[Texte extrait]
Un témoin indique qu’ « un jour, une sœur, entrant dans la cuisine, vit la sainte Mère ravie en extase, le visage rayonnant de beauté ; ses pieds ne touchaient pas le sol ; mais sa main droite tenait la poêle dans laquelle cuisait le poisson : elle la maintenait au-dessus du feu avec autant d’adresse que si son esprit était resté entièrement au travail ». Gilles Huberfeld s’interroge : « Est-ce là, la lévitation exclue, une description de crise épileptique avec rupture de contact ? ».

Thérèse décrit également des hallucinations auditives « dans la partie supérieure de la tête, qui passe pour être le siège de la partie supérieure de l’âme », et des épisodes de phénomènes moteurs toniques liés à des épisodes de tremblements.

Selon le Dr Huberfeld et ses collègues neurochirurgiens de l’hôpital Sainte-Anne (Paris) et neurologues du groupe hospitalier de l’Institut Catholique de Lille, « il pourrait s’agir de postures dystoniques [dues à des contractions musculaires involontaires] et d’automatismes moteurs pouvant survenir lors de crises épileptiques du lobe temporal ».

Les auteurs estiment en revanche que d’autres symptômes décrits par Thérèse ne sont généralement pas liés à un foyer épileptogène unique ou bien circonscrit. Ceux-ci comprennent une paralysie des membres (survenant potentiellement après la crise, rarement pendant), des secousses des membres (typiquement associées aux crises motrices), une paralysie de la langue (pouvant éventuellement mimer une aphasie), ainsi que des épisodes d’hallucinations, auditives et visuelles, de visions du Christ et des anges.

[Matériel source]

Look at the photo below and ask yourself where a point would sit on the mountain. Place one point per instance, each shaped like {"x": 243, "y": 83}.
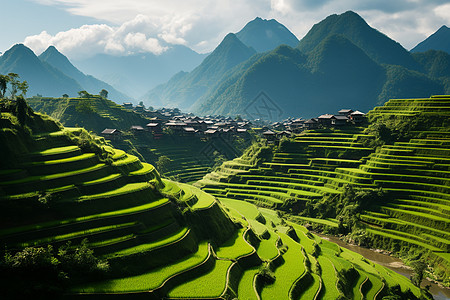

[Consignes de l'exercice]
1. Dans le texte sur Thérèse et l'épilepsie, où Thérèse situe-t-elle ses hallucinations auditives ?
2. Rédigez la suite du texte sur Thérèse et l'épilepsie après sa dernière phrase.

[Réponses attendues]
1. Dans la partie supérieure de la tête, qui passe pour être le siège de la partie supérieure de l'âme.

2.
Crises extatiques

La Transverbération de Thérèse d’Avila. Heinrich Meyring, Venise. Sculpture représentant sainte Thérèse d’Avila dont le cœur est percé par un ange du « dard du divin Amour ». © Wikipedia.

Surtout, Thérèse a vécu des états extatiques qu’elle a décrits comme des ravissements. Dans son premier livre (Le Livre de la vie), la carmélite décrit une expérience mystique. À propos de cet épisode dit de la Transverbération, elle écrit : « Je vis un ange proche de moi du côté gauche… Il n’était pas grand mais plutôt petit, très beau, avec un visage si empourpré, qu’il ressemblait à ces anges aux couleurs si vives qu’ils semblent s’enflammer … Je voyais dans ses mains une lance d’or, et au bout, il semblait y avoir une flamme. Il me semblait l’enfoncer plusieurs fois dans mon cœur et atteindre mes entrailles : lorsqu’il la retirait, il me semblait les emporter avec lui, et me laissait toute embrasée d’un grand amour de Dieu ». Elle ajoute : « La douleur de cette blessure était si vive (…) mais si excessive était la suavité que me causait cette extrême douleur, que je ne pouvais ni en désirer la fin, ni trouver de bonheur hors de Dieu. Ce n’est pas une souffrance corporelle, mais toute spirituelle (…). Il existe alors entre l’âme et Dieu un commerce d’amour ineffablement suave ».

Reste à savoir quelle est la nature et l’origine de ces perceptions, aux frontières entre douleur et plaisir extrême. « Est-ce l’expression d’un profond mysticisme ? Une décharge épileptique activant les régions insulaires de l’extase ? Une transcendance qui pourrait aussi s’exprimer sans contexte religieux ? », déclare le Dr Huberfeld.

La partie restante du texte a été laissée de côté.